Point labeling dataset excerpts:
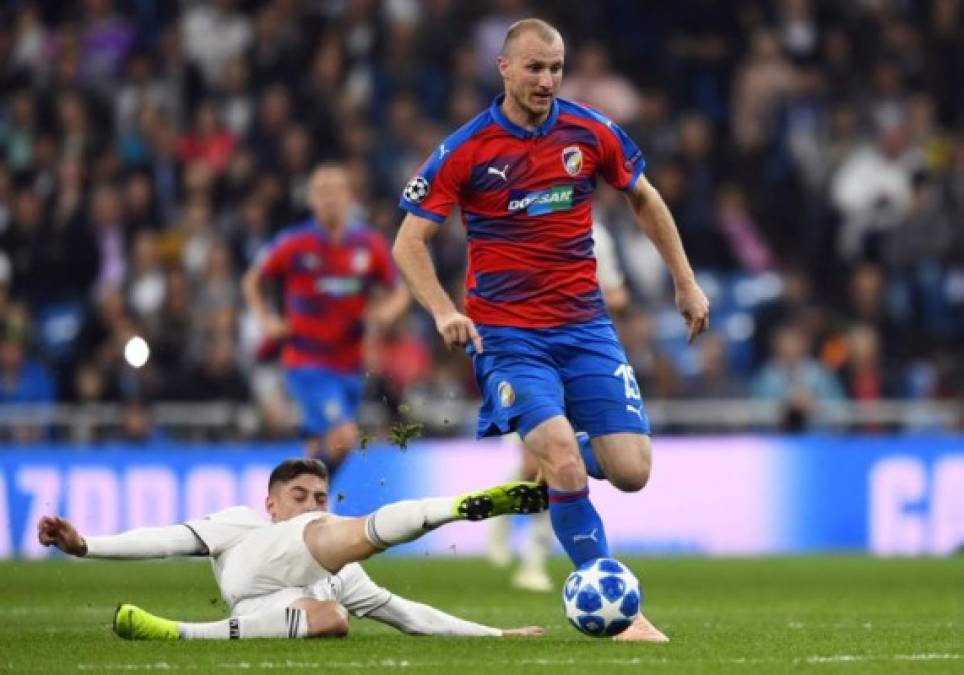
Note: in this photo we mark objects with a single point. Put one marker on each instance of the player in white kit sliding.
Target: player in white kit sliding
(297, 575)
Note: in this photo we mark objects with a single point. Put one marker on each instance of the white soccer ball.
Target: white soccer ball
(602, 597)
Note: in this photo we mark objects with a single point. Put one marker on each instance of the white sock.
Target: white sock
(405, 521)
(269, 623)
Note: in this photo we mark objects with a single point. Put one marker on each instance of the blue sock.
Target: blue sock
(577, 525)
(588, 458)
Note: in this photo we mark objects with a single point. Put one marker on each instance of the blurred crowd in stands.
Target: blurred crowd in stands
(812, 152)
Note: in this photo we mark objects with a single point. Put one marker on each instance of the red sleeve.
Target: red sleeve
(622, 162)
(435, 188)
(276, 261)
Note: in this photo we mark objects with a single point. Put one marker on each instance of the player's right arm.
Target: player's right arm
(252, 287)
(414, 261)
(139, 544)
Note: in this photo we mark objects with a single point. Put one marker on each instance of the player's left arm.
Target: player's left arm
(657, 222)
(139, 544)
(416, 618)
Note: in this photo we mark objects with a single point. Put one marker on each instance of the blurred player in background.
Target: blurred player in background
(337, 275)
(545, 354)
(533, 574)
(297, 575)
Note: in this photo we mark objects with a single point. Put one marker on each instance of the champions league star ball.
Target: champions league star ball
(602, 598)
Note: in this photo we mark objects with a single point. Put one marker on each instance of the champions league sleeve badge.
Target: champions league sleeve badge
(416, 190)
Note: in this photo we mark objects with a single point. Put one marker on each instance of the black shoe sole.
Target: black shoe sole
(476, 508)
(531, 499)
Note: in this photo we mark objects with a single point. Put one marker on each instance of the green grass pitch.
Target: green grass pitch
(820, 614)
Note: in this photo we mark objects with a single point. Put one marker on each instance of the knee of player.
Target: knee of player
(327, 619)
(631, 481)
(631, 475)
(565, 462)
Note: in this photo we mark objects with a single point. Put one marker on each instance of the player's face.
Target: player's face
(301, 494)
(532, 72)
(329, 195)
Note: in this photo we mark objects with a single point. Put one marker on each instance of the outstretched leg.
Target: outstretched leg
(575, 521)
(305, 617)
(335, 542)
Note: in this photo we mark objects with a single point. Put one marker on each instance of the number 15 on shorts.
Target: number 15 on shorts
(625, 371)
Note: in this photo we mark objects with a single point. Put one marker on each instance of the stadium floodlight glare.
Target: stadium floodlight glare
(136, 351)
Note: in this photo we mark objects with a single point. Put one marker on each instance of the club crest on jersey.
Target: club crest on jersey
(506, 394)
(309, 262)
(572, 159)
(360, 261)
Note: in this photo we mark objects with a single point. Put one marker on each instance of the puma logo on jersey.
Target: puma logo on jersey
(576, 538)
(501, 174)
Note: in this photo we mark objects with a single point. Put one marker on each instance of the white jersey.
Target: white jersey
(257, 562)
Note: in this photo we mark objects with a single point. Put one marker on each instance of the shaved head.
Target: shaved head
(541, 29)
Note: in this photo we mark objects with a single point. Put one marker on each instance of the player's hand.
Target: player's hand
(525, 631)
(274, 328)
(55, 531)
(694, 307)
(457, 330)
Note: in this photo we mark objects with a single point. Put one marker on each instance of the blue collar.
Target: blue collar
(515, 129)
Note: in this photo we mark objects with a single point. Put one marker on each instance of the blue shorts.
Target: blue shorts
(326, 397)
(527, 375)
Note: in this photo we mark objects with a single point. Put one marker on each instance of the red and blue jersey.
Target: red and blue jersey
(526, 203)
(327, 285)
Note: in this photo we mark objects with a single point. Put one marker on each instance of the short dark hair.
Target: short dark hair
(290, 469)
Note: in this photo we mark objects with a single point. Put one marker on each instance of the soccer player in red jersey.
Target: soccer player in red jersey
(337, 276)
(545, 354)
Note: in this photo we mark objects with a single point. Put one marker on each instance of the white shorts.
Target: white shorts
(283, 598)
(269, 562)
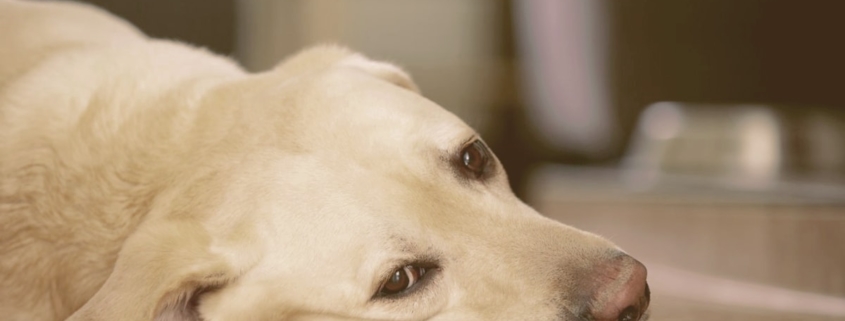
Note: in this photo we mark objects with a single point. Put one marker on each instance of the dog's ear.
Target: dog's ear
(160, 274)
(322, 57)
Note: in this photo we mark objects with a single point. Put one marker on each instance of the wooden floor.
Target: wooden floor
(712, 253)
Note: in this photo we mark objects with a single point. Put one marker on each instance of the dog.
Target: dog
(145, 179)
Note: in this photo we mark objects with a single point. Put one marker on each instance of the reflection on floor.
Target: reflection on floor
(715, 253)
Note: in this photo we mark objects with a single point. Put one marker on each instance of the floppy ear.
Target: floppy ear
(323, 57)
(159, 275)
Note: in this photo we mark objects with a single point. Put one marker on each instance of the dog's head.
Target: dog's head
(329, 189)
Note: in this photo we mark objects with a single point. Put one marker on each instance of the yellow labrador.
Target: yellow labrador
(144, 179)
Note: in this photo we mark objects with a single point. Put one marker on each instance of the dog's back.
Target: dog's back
(73, 81)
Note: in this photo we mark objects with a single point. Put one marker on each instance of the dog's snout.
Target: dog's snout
(620, 290)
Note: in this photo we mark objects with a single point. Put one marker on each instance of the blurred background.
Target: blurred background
(707, 137)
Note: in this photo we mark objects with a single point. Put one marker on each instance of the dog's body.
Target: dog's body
(144, 179)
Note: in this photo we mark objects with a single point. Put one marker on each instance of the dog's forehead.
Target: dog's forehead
(364, 107)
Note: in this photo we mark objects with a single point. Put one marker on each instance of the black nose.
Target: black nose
(621, 292)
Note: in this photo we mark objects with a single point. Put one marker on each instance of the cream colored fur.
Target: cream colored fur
(146, 179)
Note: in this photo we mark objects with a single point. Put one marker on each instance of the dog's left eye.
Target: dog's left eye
(401, 280)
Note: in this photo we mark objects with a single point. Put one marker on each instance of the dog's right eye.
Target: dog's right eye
(475, 159)
(401, 280)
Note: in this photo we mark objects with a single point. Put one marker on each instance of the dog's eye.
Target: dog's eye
(401, 280)
(475, 158)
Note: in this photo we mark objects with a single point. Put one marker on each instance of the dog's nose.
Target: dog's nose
(621, 292)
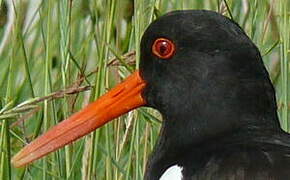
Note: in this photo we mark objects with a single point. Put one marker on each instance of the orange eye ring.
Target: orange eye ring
(163, 48)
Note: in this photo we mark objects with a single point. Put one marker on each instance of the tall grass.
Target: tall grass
(59, 55)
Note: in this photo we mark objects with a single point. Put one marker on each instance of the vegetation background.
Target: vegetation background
(58, 55)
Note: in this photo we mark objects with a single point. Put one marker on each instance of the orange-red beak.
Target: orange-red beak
(121, 99)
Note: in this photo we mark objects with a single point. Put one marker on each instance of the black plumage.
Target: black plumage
(216, 99)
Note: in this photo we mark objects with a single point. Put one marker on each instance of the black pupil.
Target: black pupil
(163, 48)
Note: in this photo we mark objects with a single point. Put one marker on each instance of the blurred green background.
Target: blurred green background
(58, 55)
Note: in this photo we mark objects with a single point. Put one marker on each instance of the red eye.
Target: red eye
(163, 48)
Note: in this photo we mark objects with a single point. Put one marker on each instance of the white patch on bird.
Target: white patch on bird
(172, 173)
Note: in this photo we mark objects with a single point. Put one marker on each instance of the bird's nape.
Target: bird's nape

TASK INSTRUCTIONS>
Copy all the data exactly as written, but skip any picture.

REPLY TO THE EXERCISE>
Note: in this photo we mark objects with a single point. Put one marker on each instance of the player in white kit sliding.
Target: player in white kit sliding
(297, 575)
Note: in this photo we mark objects with a single point. Put one marker on each instance of the white soccer ball.
Target: white soccer ball
(602, 597)
Note: in this photo we mark objects with a single point. Put one marker on each instance of the white sock.
Target: white sock
(405, 521)
(269, 623)
Note: in this photo we mark objects with a single point. Put one marker on each instance of the blue sock.
Target: blue sock
(577, 525)
(588, 458)
Note: in this photo we mark objects with a single point. Put one marker on each instance of the blurred crowd in stands.
Target: blurred crowd in stands
(812, 152)
Note: in this photo we mark objects with a single point. Put one marker on each instance of the red sleeve.
Target: red sleeve
(622, 162)
(435, 188)
(276, 261)
Note: in this photo we mark objects with a single point. Put one marker on each instance of the player's right arm.
Target: player's right arm
(252, 287)
(414, 261)
(139, 544)
Note: in this photo we mark objects with a single point. Put one marker on each instance of the player's left arm.
Target: player's left arm
(657, 222)
(139, 544)
(416, 618)
Note: in this photo we mark objects with a single point. Put one marker on each instance of the blurred player in background.
Target: blurred player in background
(337, 275)
(545, 354)
(533, 574)
(297, 575)
Note: in this photo we mark objects with a single point. Put one marker on each instance of the champions league star ball.
Target: champions league star ball
(602, 598)
Note: in this photo we mark objects with a single point. Put one marker on each instance of the champions league sleeve badge.
Target: champions league sleeve badge
(416, 190)
Note: in this photo we mark objects with a single point. Put one marker on each instance of the black shoe sole.
Target: black shoe sole
(476, 508)
(531, 499)
Note: in this photo we mark objects with a single point. Put one marker on each instance of the green grass pitch.
Target: green grass pitch
(820, 614)
Note: in this photo we mark objects with a single point. Put one marker on each instance of the knee of player.
Target: knee of player
(327, 619)
(631, 481)
(631, 475)
(565, 462)
Note: in this photo we mark objects with a single point. Put one marker on each instance of the player's face.
Target: player's face
(301, 494)
(532, 72)
(329, 195)
Note: in this photo we mark objects with a single point. Put one marker on each instance of the outstretched leg.
Target: outstretched leg
(575, 521)
(305, 617)
(335, 542)
Note: in this photo we mark objects with a single point. Put one marker on each instance of the number 15 on shorts.
Target: number 15 on shorts
(625, 371)
Note: in this photo we mark objects with a single point. Put one marker on each instance of the stadium floodlight glare.
Target: stadium floodlight glare
(136, 351)
Note: in this photo we mark objects with a single point. Put one marker on each instance of the club crest on jersey.
Target: club crest on jersey
(506, 394)
(309, 262)
(572, 159)
(360, 261)
Note: in this photo we mark objects with a single point. Put one marker on each instance of the puma logo on jersey.
Target: puma logo on jersey
(576, 538)
(501, 174)
Note: in this photo we mark objects with a single point. Put one marker on each instance of the white jersey.
Target: white jersey
(257, 562)
Note: in this photo we mark objects with a single point. Put one marker on each instance of the shaved head.
Target: shaved head
(541, 29)
Note: in this photo we mark objects with a single point. Put one marker on each instance of the player's hand.
Target: player's hand
(525, 631)
(274, 328)
(55, 531)
(694, 307)
(457, 330)
Note: in this photo we mark objects with a single point. Put one marker on each instance of the blue collar.
Target: blue collar
(515, 129)
Note: in this photo we mark objects with a single point. Put one marker on each instance of the blue shorts.
Target: blue shorts
(326, 397)
(527, 375)
Note: in this photo we mark objects with a single point. Put one marker on each instance of the red and blue jersey.
Target: red and blue jersey
(526, 203)
(327, 285)
Note: in this photo we mark objects with a single point. Put one marker on each instance of the short dark hair.
Target: short dark hair
(290, 469)
Note: in this photo we mark objects with a single point. Put one marker on each instance of the soccer player in red jersey.
Target: soccer player in red jersey
(337, 276)
(545, 354)
Note: in this photo we mark objects with a single point. Put one marker on each instance of the white shorts.
Target: white shorts
(283, 598)
(269, 562)
Note: in this photo we mark objects with a single point. Put one marker on each instance of the dog's ear.
Target: dog's ear
(160, 274)
(322, 57)
Note: in this photo we mark objects with a single point. Put one marker on each instance of the wooden floor.
Target: wooden floor
(712, 253)
Note: in this photo we mark objects with a single point. Put one marker on each instance of the dog.
Target: dog
(145, 179)
Note: in this photo we mark objects with a single point. Put one marker on each instance of the reflection on floor.
Target: reflection on floor
(715, 253)
Note: in this photo we mark objects with a single point. Put one marker on each instance of the floppy ear.
Target: floppy ear
(323, 57)
(159, 275)
Note: in this photo we mark objects with a single point. Put one marker on each instance of the dog's head.
Target: dog's head
(329, 189)
Note: in this photo we mark objects with a single point. Put one marker on each instance of the yellow labrador.
Target: yellow labrador
(144, 179)
Note: in this photo we mark objects with a single point. Put one marker on each instance of the dog's back.
Target: dog's back
(73, 81)
Note: in this photo we mark objects with a single point. Put one marker on each instance of the dog's snout.
Target: dog's snout
(620, 290)
Note: in this photo we mark objects with a single point. Put one marker on each instance of the blurred background.
Target: blurred background
(707, 137)
Note: in this photo we mark objects with a single point. Put one marker on each instance of the dog's body.
Target: dog's body
(144, 179)
Note: in this photo we mark objects with a single point. Put one marker on each instance of the dog's forehead.
Target: dog's forehead
(364, 107)
Note: in this photo we mark objects with a single point. Put one marker on each instance of the black nose.
Target: black nose
(621, 292)
Note: in this photo we mark objects with a single point. Put one marker on each instance of the cream colored fur.
Target: cream colored fur
(146, 179)
Note: in this photo we mark objects with a single point. Put one marker on each instance of the dog's left eye.
Target: dog's left eye
(401, 280)
Note: in this photo we mark objects with a single point. Put one marker on each instance of the dog's right eye.
Target: dog's right eye
(475, 159)
(401, 280)
Note: in this photo we mark objects with a single point. Put one marker on each instance of the dog's eye.
Target: dog's eye
(401, 280)
(475, 158)
Note: in this photo we mark objects with a single point. Put one marker on each instance of the dog's nose.
Target: dog's nose
(621, 292)
Note: in this photo we mark objects with a single point. Put one marker on each instance of the orange eye ring.
Target: orange eye ring
(163, 48)
Note: in this photo we mark objects with a single point. Put one marker on each instance of the tall grass.
Target: tall grass
(59, 55)
Note: in this photo we mark objects with a single point. Put one marker on each instance of the vegetation background.
Target: vegetation background
(58, 55)
Note: in this photo we mark objects with a single point. Put one marker on each instance of the orange-red beak.
Target: orange-red beak
(121, 99)
Note: in this photo we mark objects with a single point. Put one marker on each instance of the black plumage.
Target: black plumage
(216, 99)
Note: in this photo we mark objects with a single point. Put one marker on each instance of the black pupil.
Target: black pupil
(163, 48)
Note: in this photo we mark objects with a single point. Put one marker on each instance of the blurred green background.
Target: blurred green background
(58, 55)
Note: in this photo we mark objects with a single point. Put one marker on each instance of the red eye.
Target: red eye
(163, 48)
Note: in this photo we mark objects with a single point. Put one marker on each instance of the white patch on bird.
Target: white patch on bird
(172, 173)
Note: in this photo we mark objects with a single point. Put one marker on each instance of the bird's nape.
Target: bird's nape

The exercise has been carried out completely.